◆ PROBLEM STATEMENT ◆
Line by line, give the data again exactly as it appears, but without pictures.

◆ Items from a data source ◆
- - - -

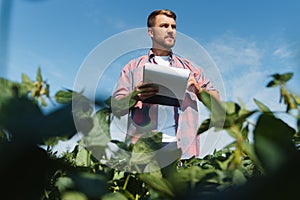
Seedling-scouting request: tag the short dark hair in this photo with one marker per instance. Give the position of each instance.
(152, 16)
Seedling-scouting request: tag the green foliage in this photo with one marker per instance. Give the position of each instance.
(133, 171)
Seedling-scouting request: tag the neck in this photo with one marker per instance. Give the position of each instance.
(161, 52)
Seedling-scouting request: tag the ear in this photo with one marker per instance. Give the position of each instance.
(150, 32)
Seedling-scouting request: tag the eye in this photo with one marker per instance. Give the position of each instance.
(164, 25)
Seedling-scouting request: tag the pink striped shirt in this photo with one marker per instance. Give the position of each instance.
(188, 121)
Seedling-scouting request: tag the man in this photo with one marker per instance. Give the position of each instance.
(179, 125)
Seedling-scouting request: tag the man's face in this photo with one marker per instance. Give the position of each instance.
(163, 34)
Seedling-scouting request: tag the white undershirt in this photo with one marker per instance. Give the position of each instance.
(165, 121)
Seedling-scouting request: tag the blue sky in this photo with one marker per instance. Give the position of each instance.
(247, 40)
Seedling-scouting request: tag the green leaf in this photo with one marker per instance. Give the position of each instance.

- - - -

◆ ANSWER FOR THE TASK ◆
Seedling-scouting request: tag the short dark hair in this photo with one marker per instance. Give the position of each instance.
(152, 16)
Seedling-scouting request: tag the green foliage in this photo with one marker per instance. Give the position of each instance.
(133, 171)
Seedling-scouting request: tag the neck in this photo with one marker per instance. Give the position of each instance.
(161, 52)
Seedling-scouting request: tag the ear in this photo with one marker per instance. Give the position of each instance.
(150, 32)
Seedling-scouting request: tag the eye in this photo with one marker per instance. Give the position of each instance.
(164, 25)
Seedling-scouting request: tag the pink striped shirt in this photo with one marker per instance. Give the position of each instance.
(188, 121)
Seedling-scouting request: tag the man in this photo with one marker per instance. Give the position of each instance.
(179, 125)
Seedling-scouting request: tag the man's face in this photo with one marker per instance. Give the position of each instance.
(163, 34)
Seedling-scouting request: tag the white undershirt in this photo with one marker per instance. Give the position of each instance.
(165, 121)
Seedling-scouting request: tag the blue sky in this photo with one marker per instance. Give the position of each instance.
(247, 40)
Seedling-scouting request: tag the green leaf in this photo with one marker per instance. Give the position of each instance.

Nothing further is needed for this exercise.